:: SUPPLIED MATERIAL ::
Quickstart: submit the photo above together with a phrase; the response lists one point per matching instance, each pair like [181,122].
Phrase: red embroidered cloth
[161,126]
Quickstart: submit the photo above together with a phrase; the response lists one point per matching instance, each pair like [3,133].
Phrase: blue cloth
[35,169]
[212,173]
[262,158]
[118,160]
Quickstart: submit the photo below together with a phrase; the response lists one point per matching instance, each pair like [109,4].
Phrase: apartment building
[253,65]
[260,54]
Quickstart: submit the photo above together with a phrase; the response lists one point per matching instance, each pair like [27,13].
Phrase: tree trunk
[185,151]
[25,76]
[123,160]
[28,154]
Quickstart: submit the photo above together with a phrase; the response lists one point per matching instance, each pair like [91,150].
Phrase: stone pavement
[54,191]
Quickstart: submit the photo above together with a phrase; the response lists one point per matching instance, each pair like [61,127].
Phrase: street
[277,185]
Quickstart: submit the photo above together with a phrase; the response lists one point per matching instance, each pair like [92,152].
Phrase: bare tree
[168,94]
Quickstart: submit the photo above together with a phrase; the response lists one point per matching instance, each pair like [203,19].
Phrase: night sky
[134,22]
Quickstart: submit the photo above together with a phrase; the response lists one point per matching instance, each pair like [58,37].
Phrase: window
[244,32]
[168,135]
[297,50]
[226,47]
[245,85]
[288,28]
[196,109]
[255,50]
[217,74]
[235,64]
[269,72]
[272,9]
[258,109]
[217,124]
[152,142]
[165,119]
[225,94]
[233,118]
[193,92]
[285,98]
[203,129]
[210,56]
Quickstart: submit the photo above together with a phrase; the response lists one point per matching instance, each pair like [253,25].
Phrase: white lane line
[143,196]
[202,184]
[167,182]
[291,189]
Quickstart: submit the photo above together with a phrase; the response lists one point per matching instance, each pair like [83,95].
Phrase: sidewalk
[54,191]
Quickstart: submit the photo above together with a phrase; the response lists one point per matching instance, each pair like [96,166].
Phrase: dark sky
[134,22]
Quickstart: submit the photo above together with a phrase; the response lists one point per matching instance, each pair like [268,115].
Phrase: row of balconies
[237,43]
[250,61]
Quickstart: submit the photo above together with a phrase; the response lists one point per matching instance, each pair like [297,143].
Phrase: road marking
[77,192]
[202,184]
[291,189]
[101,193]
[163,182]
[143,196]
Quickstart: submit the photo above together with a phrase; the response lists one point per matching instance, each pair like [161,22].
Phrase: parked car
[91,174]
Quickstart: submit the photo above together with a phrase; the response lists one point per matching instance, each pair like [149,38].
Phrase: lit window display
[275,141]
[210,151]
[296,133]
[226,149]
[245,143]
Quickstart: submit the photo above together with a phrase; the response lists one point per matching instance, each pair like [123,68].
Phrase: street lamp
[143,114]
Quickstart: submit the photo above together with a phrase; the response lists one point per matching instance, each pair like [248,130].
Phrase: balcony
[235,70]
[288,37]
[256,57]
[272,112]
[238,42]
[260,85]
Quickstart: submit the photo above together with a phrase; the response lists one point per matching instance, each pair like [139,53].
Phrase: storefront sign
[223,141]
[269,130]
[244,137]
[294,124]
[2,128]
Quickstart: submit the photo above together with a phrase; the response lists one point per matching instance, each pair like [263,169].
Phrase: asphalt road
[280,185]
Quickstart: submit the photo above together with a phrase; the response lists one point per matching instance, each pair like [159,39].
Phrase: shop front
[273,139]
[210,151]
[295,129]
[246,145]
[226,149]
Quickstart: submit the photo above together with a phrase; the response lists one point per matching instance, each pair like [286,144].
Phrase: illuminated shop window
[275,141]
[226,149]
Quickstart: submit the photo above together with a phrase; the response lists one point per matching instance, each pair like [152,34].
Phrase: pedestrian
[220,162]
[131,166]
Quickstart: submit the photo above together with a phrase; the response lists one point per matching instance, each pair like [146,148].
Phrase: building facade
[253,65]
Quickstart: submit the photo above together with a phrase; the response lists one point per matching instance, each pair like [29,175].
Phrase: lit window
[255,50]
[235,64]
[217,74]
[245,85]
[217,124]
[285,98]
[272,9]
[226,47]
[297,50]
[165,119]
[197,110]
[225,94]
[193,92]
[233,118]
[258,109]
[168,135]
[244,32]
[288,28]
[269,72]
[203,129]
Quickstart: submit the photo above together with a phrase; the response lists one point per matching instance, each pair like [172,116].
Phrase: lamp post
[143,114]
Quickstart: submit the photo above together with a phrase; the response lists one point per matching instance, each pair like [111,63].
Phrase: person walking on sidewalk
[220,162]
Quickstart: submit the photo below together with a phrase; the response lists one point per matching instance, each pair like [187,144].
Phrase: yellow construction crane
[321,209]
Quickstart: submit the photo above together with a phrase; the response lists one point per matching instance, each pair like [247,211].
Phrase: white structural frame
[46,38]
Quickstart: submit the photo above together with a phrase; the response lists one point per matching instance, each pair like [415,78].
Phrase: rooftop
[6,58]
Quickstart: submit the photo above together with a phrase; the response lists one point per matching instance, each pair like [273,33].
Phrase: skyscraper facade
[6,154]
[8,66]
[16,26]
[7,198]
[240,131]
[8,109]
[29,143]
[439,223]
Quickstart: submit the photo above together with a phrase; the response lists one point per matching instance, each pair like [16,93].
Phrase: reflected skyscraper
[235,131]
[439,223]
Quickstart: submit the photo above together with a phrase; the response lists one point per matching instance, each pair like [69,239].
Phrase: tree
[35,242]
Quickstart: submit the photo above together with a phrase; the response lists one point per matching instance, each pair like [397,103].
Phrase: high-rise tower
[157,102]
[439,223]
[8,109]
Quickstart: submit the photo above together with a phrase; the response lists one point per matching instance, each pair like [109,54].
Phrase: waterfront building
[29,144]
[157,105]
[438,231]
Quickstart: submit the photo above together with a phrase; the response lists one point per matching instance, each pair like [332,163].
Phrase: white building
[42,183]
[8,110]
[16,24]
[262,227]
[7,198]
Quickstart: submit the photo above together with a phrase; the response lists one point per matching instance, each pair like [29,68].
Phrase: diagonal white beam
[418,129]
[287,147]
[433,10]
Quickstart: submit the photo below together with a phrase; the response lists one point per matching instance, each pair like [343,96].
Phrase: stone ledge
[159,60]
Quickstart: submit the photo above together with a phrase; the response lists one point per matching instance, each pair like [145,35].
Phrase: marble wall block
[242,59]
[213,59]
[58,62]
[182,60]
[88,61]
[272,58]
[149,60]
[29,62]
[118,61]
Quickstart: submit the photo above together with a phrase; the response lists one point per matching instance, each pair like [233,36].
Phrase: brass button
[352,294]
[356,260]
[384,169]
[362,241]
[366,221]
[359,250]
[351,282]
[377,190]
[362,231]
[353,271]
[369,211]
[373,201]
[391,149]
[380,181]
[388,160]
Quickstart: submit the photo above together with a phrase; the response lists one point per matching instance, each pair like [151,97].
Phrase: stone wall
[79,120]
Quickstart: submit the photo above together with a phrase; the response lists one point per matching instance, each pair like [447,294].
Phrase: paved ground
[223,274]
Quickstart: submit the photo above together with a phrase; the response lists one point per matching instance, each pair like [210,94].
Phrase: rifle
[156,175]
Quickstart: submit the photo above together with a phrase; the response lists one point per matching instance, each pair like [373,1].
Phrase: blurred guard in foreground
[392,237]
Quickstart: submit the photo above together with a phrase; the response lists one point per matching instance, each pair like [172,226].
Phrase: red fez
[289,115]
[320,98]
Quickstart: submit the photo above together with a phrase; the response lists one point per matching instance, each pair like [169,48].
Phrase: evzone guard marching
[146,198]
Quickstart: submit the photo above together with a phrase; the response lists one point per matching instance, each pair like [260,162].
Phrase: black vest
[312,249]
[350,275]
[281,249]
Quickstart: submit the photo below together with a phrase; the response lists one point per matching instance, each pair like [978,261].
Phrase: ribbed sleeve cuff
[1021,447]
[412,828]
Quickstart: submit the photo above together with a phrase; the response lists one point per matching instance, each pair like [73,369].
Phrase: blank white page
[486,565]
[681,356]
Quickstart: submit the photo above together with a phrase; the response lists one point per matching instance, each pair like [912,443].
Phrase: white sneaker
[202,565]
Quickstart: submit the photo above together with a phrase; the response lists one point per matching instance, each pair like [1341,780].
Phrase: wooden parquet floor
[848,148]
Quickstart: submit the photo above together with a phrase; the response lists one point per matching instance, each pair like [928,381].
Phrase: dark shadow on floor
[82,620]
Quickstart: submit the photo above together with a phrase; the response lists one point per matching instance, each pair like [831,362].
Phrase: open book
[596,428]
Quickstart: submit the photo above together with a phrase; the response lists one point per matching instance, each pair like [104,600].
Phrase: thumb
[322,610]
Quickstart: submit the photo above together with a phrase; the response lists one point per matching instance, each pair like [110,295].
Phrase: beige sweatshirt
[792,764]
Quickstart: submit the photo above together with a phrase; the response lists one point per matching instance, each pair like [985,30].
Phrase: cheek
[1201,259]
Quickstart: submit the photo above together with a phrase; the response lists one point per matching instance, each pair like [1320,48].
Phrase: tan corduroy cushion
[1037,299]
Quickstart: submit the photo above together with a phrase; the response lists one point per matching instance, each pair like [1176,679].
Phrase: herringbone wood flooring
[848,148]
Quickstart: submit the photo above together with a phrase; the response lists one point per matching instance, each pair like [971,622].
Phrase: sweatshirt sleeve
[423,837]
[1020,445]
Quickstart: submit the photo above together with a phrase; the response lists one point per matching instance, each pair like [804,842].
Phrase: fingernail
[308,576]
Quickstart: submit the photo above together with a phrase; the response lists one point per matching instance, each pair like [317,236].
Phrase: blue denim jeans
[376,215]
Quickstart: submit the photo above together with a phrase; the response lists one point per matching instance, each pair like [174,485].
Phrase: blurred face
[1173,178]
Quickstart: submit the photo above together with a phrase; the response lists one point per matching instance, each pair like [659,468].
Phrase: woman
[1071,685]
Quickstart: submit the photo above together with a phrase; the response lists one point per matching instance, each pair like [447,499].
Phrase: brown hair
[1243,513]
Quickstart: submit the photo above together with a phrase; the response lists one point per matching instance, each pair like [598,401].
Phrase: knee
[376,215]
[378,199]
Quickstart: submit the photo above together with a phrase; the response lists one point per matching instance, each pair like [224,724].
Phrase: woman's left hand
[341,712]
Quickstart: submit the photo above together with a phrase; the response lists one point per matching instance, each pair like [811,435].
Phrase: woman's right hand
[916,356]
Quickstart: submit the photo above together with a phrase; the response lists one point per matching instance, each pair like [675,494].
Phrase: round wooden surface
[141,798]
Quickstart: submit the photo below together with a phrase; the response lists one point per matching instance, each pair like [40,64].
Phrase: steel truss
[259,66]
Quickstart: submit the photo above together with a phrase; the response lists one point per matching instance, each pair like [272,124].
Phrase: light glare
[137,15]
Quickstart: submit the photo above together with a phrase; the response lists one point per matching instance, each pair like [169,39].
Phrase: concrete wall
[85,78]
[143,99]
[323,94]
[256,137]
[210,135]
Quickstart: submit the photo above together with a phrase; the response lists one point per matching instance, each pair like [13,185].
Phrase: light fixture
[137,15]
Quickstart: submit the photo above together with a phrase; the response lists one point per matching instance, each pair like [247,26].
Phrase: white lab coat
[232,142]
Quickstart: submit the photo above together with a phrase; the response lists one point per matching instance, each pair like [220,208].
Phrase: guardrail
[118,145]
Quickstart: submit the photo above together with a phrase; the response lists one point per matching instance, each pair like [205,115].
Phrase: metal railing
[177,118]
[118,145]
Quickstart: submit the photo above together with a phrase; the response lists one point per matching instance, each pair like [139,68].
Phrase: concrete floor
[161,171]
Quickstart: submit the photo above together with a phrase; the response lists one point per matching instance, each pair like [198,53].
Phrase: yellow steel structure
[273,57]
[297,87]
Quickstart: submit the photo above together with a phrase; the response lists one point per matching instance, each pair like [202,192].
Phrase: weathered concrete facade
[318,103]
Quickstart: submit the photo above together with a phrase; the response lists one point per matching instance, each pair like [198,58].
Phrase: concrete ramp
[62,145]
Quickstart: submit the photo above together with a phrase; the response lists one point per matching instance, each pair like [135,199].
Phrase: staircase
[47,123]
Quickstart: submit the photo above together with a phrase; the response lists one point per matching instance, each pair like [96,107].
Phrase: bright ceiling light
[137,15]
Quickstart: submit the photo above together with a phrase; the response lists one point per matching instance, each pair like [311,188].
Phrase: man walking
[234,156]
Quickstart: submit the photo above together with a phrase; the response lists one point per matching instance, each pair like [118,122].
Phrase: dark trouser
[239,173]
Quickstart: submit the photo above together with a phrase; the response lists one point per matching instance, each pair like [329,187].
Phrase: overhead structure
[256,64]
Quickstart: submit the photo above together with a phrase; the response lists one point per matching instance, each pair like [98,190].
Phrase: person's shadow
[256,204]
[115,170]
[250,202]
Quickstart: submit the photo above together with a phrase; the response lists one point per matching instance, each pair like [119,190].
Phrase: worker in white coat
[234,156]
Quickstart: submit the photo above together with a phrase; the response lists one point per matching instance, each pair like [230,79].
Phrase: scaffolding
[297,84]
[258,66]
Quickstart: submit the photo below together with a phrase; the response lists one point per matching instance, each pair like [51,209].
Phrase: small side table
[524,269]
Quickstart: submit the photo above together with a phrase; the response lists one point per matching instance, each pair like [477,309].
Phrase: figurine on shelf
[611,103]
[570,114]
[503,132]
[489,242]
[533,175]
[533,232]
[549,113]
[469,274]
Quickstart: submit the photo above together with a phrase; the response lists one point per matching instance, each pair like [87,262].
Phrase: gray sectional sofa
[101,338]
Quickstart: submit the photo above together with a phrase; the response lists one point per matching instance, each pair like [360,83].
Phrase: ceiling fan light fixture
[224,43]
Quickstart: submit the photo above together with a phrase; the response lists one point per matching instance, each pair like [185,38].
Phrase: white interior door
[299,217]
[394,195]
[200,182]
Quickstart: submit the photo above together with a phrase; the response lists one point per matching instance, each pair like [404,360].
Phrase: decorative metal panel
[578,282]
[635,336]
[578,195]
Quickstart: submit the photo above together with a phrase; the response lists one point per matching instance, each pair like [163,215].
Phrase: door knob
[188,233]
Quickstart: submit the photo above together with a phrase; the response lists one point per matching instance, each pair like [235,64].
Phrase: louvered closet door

:: WORK TO BE COMPLETED ::
Turn the records, starting at the line that contains "pair like [404,360]." and ending at the last line of the records, into a JSON list of strings with one string per line. Leave out any blank lines.

:: REPLY ::
[
  "Quickstart: submit the photo above together with a phrase; the response lists one point per matching instance, each pair like [404,360].",
  "Phrase: decorative metal panel",
  "[578,282]",
  "[635,336]",
  "[578,195]",
  "Quickstart: submit the photo above together with a phrase; the response lists one point per matching instance, each pair like [163,215].",
  "Phrase: door knob",
  "[188,233]",
  "Quickstart: submit the photo above together with a phrase; the response lists one point per matching instance, each pair like [235,64].",
  "Phrase: louvered closet door"
]